[Region annotation entries]

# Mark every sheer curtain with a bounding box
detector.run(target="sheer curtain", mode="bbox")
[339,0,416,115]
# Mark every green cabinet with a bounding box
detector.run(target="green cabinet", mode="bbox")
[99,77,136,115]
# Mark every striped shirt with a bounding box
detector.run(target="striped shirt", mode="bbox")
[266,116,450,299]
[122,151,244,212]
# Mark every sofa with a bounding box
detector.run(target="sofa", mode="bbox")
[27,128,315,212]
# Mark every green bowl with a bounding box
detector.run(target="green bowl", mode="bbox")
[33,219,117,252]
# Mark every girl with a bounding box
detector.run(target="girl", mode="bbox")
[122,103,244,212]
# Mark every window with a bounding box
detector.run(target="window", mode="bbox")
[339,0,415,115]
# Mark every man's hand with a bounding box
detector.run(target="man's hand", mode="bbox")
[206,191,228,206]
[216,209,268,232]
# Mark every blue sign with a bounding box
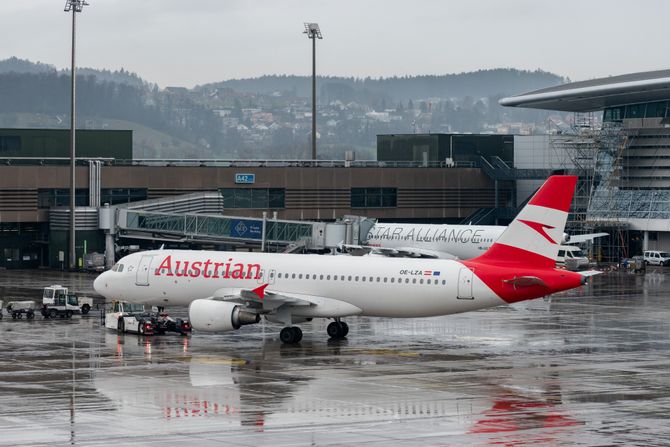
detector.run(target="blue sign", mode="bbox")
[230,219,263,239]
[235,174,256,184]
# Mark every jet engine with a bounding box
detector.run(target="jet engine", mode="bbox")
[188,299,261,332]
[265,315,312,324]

...

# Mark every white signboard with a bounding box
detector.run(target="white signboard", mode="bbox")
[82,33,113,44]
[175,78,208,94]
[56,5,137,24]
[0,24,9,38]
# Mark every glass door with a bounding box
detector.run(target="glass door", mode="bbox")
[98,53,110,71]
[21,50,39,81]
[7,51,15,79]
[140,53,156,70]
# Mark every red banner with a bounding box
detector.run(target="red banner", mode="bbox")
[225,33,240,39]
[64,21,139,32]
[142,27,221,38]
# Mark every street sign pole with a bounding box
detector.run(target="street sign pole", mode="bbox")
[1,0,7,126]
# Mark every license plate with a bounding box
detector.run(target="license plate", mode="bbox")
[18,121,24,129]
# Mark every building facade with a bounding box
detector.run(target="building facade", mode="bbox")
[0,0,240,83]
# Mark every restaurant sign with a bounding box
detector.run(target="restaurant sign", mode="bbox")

* * *

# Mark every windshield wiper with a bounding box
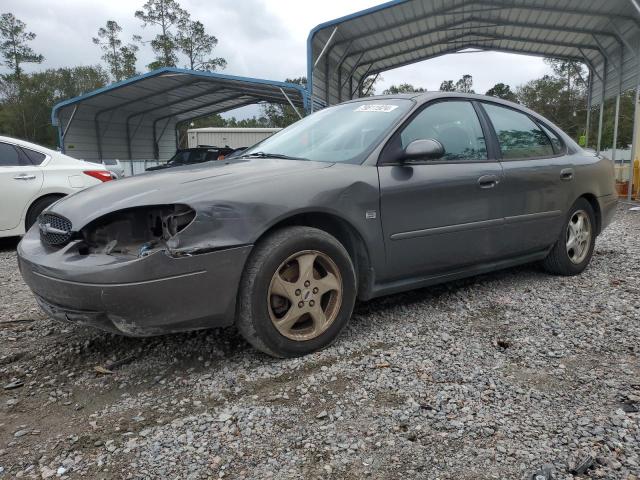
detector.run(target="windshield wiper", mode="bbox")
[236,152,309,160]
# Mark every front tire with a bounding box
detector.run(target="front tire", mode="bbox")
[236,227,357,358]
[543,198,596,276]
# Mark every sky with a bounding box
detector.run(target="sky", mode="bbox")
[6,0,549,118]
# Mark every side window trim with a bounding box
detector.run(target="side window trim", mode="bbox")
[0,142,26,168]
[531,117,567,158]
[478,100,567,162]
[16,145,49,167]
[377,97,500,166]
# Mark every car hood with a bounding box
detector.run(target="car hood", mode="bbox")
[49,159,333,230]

**REQUIREMENT:**
Render the listing above as a numbered list, skipping any blank lines. Begin at the line that contains "# Mark every sheer", stop after the line that contains "[33,219,117,252]", and include both of those lines.

**FINAL ANSWER:**
1. # Mark every sheer curtain with a bounding box
2. detector.run(target="sheer curtain", mode="bbox")
3. [339,0,416,115]
4. # Mark every green cabinet with a bounding box
5. detector.run(target="green cabinet", mode="bbox")
6. [99,77,136,115]
7. # Mark every striped shirt with a bounding box
8. detector.run(target="striped shirt", mode="bbox")
9. [266,116,450,299]
10. [122,151,244,212]
11. # Mark every sofa with a bounding box
12. detector.run(target="sofa", mode="bbox")
13. [27,128,315,212]
14. # Mark every green bowl with a bounding box
15. detector.run(target="green bowl", mode="bbox")
16. [33,219,117,252]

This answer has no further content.